▶ _Aim of the exercise_
Work out how many lines of the data below hold the string "glass". Answer with that number alone.

Point-per-instance localization data:
- - -

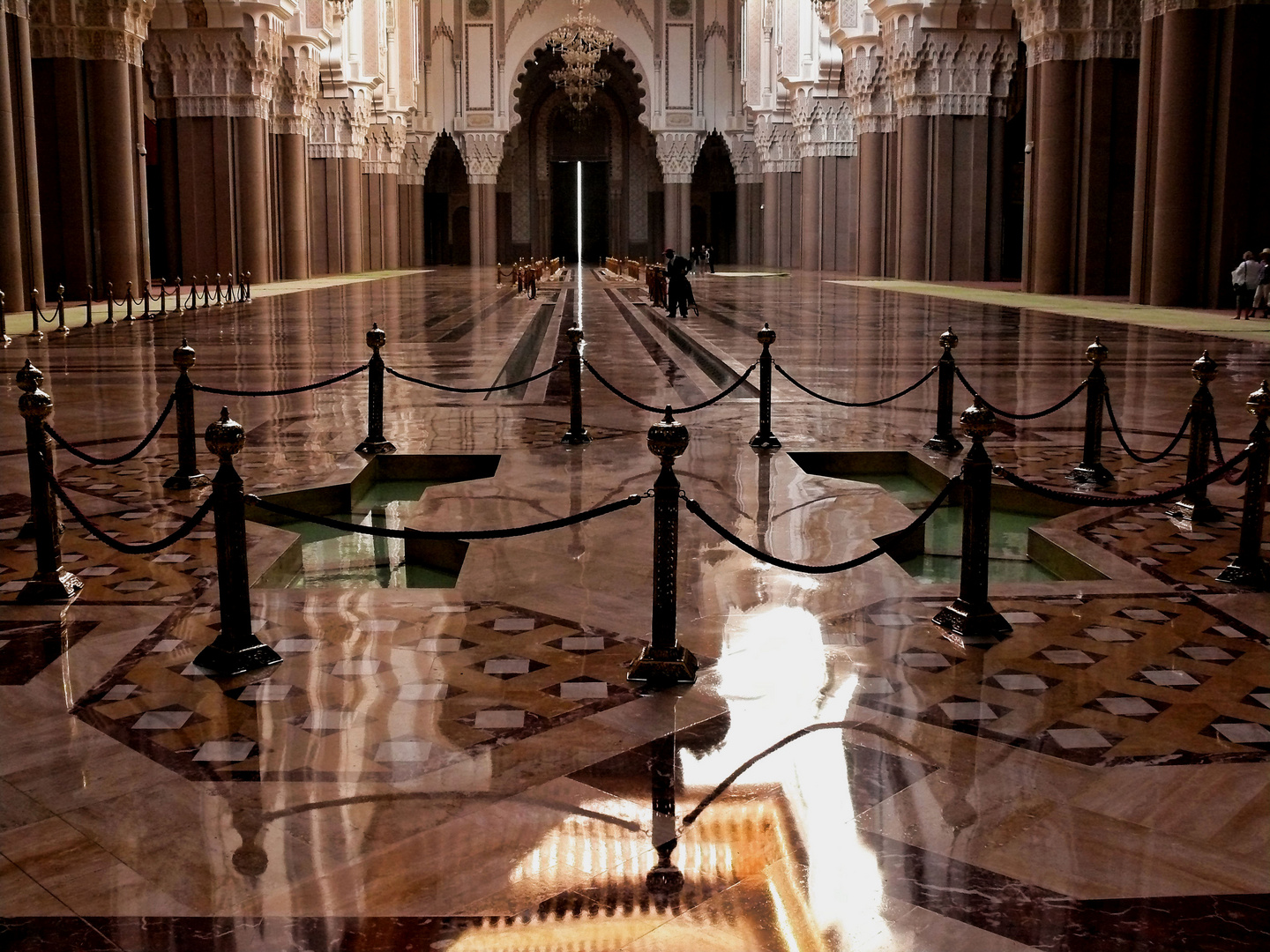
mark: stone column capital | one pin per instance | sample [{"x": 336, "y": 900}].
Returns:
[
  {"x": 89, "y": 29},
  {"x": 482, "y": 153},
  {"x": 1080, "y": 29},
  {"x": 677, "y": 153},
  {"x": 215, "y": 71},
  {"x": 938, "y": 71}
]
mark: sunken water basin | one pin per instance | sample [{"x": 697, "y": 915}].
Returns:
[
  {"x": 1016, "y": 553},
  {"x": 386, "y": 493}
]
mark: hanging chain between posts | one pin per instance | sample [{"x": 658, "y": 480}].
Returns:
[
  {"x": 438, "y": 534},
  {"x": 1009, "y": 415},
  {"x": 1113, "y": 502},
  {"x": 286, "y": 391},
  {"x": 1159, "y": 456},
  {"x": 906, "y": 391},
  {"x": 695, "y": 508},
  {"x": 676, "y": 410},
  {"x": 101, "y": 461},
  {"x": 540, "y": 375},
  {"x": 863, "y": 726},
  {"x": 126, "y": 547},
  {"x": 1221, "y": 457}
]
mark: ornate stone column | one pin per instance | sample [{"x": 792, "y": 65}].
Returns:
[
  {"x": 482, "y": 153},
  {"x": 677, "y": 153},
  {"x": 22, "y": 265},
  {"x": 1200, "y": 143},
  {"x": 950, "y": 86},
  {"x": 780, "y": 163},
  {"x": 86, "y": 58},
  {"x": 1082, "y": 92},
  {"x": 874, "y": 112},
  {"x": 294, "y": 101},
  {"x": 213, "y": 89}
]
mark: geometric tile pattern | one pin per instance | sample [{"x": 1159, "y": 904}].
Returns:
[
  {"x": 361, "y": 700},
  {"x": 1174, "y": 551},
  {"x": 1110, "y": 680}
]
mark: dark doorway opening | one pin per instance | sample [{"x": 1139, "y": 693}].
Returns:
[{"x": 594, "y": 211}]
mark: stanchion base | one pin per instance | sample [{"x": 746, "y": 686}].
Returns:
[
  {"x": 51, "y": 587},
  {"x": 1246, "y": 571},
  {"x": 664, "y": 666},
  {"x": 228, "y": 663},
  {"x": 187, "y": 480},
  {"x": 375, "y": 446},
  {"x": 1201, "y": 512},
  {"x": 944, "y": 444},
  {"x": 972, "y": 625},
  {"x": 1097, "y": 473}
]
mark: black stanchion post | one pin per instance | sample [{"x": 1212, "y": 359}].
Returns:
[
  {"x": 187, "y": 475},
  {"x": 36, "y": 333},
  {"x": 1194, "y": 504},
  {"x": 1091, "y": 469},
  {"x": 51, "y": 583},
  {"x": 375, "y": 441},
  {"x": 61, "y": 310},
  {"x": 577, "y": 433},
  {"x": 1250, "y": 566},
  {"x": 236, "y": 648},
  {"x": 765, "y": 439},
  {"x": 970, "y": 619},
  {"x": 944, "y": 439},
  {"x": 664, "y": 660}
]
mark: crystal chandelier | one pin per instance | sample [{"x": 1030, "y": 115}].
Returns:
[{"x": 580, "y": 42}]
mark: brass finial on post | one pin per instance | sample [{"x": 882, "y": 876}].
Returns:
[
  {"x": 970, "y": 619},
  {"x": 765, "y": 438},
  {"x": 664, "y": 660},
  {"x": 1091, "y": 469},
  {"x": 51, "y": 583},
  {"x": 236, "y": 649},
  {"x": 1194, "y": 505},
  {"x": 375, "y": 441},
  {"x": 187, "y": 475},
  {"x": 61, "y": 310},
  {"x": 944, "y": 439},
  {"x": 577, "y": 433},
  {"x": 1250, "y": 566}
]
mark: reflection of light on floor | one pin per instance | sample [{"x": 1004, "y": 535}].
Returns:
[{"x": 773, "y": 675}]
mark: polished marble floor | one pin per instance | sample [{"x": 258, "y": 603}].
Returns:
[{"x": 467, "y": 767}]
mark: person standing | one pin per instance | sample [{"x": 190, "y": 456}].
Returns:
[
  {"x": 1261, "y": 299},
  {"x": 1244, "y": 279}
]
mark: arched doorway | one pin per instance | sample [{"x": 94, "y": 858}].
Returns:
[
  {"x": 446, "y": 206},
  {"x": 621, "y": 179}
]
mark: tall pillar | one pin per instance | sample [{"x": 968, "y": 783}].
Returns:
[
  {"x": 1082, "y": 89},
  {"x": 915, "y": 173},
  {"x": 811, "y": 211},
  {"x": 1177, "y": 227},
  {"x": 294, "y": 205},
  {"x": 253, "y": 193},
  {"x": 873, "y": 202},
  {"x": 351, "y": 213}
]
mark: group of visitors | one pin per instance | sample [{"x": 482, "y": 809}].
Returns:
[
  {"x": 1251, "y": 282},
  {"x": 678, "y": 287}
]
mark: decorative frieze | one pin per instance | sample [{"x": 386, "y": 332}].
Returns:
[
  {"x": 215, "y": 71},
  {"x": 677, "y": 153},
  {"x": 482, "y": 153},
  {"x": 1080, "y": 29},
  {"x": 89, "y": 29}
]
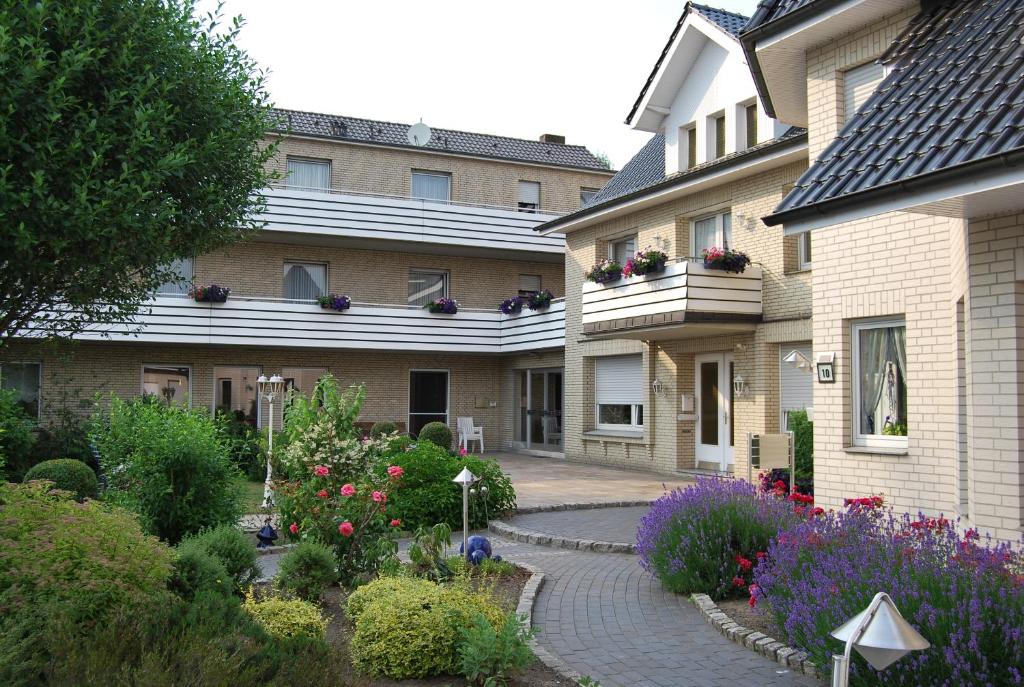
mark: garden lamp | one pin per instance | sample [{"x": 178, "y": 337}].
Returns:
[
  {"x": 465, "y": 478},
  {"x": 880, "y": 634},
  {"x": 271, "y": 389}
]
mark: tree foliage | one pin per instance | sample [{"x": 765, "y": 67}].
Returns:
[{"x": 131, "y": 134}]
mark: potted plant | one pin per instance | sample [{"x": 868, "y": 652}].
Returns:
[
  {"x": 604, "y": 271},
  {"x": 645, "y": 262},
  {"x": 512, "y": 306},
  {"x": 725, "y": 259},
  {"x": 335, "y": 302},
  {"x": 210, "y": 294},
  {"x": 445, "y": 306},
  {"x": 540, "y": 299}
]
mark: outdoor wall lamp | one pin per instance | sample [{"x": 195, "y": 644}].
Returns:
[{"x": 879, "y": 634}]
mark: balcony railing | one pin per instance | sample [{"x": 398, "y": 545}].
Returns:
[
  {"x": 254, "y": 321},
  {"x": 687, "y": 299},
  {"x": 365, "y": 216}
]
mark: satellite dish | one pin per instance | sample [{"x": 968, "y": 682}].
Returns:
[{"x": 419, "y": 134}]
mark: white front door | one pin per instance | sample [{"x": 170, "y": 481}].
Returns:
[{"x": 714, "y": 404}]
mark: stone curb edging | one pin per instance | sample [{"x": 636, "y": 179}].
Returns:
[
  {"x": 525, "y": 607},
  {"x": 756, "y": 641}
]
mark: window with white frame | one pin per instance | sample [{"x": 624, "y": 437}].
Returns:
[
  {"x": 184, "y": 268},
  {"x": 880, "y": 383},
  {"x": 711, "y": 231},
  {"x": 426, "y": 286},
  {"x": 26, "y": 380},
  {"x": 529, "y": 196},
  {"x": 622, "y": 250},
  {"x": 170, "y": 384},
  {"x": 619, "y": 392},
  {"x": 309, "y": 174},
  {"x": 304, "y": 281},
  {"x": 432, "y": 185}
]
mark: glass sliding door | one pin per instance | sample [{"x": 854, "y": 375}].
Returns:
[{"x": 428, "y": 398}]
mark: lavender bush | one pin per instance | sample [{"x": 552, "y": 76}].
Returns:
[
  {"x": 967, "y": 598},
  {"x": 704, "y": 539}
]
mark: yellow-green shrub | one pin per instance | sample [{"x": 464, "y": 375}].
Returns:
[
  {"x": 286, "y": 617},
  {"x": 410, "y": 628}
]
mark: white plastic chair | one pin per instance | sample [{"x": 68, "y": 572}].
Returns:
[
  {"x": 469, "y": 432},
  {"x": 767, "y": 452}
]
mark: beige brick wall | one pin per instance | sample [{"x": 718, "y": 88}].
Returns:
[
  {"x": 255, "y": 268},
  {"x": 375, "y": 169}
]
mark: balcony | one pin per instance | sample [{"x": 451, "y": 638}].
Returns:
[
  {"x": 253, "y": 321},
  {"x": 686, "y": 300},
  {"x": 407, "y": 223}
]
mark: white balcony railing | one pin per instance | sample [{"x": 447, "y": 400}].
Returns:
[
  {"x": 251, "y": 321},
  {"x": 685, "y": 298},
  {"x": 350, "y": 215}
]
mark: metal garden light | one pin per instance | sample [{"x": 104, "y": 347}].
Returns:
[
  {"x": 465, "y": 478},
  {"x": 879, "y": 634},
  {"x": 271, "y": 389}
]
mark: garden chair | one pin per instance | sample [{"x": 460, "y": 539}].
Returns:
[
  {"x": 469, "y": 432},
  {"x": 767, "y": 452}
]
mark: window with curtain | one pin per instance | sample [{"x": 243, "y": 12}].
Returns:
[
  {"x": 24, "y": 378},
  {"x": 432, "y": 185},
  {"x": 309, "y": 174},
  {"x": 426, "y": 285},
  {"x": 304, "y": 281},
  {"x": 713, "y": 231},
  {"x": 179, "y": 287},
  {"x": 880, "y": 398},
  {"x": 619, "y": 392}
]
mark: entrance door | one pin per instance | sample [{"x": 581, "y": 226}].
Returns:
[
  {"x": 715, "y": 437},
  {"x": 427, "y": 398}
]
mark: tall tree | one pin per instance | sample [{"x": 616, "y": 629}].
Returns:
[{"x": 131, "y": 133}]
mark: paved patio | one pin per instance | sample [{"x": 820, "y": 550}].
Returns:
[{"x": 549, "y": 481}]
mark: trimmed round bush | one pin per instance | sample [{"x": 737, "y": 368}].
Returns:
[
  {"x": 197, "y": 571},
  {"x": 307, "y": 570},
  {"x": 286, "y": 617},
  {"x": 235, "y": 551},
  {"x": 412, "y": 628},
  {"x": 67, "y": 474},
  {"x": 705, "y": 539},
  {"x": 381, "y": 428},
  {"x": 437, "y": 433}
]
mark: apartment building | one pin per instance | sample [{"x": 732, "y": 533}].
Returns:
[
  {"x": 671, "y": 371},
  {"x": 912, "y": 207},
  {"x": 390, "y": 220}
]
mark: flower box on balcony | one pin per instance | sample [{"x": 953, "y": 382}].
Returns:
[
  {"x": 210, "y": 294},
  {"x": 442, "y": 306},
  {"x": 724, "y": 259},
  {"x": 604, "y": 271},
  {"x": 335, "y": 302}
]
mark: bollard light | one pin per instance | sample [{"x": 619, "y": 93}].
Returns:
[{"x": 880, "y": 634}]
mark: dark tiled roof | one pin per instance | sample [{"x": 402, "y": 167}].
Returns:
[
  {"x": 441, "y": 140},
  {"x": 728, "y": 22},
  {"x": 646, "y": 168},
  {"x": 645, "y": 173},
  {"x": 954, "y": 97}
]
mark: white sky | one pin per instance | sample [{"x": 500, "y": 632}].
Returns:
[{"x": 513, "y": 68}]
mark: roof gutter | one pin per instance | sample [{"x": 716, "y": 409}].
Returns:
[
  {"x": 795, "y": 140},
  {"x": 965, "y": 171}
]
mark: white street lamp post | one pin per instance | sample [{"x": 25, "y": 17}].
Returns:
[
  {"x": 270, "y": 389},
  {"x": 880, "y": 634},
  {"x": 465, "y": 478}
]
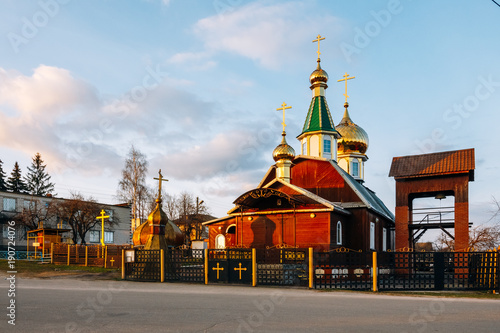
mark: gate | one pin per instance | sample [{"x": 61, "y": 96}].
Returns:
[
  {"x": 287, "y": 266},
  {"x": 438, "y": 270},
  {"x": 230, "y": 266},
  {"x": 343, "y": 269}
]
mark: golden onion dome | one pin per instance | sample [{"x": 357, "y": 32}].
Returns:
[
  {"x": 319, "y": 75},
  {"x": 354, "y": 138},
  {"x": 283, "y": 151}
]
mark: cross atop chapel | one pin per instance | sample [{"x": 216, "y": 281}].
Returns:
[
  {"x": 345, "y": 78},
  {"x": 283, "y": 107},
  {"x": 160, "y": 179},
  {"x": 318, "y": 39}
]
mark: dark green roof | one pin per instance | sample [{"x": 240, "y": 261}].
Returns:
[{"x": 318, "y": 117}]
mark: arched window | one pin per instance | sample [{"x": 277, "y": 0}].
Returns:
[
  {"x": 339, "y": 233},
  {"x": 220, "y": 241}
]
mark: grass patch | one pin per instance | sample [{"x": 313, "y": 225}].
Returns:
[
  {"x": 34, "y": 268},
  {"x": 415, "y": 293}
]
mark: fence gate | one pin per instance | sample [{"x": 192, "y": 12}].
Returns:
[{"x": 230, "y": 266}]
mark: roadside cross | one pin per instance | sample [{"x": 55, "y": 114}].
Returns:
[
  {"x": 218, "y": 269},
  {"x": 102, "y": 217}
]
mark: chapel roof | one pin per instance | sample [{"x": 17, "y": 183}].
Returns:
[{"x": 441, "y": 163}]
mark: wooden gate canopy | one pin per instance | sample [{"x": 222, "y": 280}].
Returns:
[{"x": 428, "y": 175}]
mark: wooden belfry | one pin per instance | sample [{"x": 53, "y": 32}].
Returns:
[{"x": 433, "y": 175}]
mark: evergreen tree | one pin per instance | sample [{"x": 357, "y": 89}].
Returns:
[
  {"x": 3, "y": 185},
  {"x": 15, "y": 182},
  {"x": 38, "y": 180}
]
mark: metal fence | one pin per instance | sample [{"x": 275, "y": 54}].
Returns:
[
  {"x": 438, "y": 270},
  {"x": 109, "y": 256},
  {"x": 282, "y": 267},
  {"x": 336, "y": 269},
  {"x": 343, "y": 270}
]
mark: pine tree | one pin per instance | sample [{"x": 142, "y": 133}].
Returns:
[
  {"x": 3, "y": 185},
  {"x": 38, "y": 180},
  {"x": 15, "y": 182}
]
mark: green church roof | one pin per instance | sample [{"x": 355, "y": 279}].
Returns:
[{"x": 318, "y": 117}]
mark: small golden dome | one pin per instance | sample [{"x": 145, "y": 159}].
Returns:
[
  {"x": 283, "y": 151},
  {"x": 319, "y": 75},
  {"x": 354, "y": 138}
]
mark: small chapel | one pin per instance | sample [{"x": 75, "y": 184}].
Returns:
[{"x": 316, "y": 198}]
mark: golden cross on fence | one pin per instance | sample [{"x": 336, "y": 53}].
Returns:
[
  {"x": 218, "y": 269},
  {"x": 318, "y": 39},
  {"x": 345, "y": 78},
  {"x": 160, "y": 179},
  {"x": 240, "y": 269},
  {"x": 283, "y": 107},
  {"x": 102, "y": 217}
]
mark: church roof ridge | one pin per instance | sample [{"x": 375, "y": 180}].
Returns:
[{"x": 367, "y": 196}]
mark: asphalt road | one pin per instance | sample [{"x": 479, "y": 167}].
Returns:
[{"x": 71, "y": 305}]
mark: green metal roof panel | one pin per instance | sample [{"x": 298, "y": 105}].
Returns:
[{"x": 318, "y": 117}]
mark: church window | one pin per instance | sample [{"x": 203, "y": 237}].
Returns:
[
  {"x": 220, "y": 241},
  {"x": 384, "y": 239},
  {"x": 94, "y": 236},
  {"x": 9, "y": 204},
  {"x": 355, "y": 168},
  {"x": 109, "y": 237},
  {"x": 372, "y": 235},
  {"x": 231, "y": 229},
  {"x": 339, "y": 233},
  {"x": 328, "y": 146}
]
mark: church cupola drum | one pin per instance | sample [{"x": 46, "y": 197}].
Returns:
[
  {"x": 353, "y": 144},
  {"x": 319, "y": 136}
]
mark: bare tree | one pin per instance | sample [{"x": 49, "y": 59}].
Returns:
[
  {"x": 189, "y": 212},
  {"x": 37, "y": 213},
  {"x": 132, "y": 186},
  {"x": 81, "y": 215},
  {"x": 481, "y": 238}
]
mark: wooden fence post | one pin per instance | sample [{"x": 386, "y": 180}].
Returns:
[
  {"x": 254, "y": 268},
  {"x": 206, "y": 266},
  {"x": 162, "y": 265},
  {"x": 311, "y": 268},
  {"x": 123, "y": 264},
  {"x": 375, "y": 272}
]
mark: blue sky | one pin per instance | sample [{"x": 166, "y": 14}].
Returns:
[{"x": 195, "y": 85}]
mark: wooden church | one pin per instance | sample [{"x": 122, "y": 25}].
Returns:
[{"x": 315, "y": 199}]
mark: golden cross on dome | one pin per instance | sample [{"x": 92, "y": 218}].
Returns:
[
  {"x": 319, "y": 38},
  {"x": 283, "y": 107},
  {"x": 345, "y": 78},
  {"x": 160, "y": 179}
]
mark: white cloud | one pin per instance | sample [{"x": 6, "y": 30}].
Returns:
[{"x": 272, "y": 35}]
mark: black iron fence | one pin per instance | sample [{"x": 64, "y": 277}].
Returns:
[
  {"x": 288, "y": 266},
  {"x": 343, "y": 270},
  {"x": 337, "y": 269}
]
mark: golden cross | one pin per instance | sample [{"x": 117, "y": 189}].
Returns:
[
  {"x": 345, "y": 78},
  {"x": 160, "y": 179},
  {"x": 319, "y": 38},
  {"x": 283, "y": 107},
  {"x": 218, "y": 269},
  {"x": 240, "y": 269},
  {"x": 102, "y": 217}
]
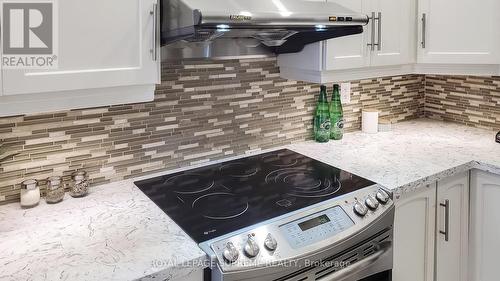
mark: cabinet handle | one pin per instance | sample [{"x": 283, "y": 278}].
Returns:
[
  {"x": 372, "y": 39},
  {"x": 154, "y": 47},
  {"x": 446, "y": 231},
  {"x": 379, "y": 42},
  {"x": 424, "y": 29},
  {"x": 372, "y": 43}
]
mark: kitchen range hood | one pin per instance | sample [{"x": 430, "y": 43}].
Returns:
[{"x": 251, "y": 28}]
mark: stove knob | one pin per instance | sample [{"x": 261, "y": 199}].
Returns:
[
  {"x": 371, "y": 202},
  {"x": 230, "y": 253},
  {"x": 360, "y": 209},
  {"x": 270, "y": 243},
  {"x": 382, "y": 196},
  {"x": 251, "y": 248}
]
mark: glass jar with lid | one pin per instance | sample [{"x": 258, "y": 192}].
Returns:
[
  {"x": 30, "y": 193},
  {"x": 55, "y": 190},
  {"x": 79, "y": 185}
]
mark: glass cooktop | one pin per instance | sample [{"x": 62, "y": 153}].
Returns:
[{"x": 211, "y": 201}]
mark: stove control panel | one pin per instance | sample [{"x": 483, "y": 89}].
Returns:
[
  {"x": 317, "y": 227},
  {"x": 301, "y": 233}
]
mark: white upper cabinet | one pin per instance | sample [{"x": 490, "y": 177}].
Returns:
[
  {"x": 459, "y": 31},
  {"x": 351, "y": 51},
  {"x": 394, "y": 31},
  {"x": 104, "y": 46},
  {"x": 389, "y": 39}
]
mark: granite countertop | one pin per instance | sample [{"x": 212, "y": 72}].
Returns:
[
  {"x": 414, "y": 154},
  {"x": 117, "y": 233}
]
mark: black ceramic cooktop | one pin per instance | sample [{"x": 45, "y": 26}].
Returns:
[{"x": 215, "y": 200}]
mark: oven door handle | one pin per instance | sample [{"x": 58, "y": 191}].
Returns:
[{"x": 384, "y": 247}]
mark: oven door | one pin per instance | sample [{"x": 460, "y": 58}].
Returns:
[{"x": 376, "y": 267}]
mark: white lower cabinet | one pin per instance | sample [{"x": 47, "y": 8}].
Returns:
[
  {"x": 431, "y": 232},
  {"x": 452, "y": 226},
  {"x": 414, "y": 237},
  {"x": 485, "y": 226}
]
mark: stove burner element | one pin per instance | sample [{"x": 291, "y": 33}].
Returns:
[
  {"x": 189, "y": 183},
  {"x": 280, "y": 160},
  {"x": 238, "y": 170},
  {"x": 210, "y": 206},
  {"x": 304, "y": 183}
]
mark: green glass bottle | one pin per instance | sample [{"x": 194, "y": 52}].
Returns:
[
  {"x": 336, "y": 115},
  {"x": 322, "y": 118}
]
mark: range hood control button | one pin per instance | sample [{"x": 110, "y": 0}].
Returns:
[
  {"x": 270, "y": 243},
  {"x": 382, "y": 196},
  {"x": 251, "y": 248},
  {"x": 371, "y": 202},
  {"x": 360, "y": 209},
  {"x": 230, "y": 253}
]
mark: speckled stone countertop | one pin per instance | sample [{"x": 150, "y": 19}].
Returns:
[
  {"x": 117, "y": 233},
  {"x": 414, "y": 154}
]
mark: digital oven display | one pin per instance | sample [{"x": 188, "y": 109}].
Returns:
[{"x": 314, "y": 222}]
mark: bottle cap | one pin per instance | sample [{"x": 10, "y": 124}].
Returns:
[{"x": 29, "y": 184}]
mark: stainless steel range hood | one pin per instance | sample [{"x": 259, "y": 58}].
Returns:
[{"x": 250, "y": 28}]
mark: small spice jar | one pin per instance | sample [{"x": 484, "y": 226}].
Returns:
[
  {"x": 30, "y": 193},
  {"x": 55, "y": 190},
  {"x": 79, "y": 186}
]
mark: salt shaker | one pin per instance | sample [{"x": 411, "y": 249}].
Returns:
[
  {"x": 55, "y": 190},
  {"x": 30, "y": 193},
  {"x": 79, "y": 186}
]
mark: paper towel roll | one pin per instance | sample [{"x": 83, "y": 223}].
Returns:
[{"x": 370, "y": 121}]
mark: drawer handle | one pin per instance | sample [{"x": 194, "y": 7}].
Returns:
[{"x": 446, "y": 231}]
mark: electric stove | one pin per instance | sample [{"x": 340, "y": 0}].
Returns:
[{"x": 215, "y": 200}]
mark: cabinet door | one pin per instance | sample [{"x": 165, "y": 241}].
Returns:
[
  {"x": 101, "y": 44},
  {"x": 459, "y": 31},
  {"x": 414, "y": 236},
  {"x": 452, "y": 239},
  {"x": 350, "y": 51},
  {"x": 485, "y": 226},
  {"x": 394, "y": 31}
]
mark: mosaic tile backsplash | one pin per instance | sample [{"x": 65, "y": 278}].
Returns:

- - -

▶ _Exercise solution_
4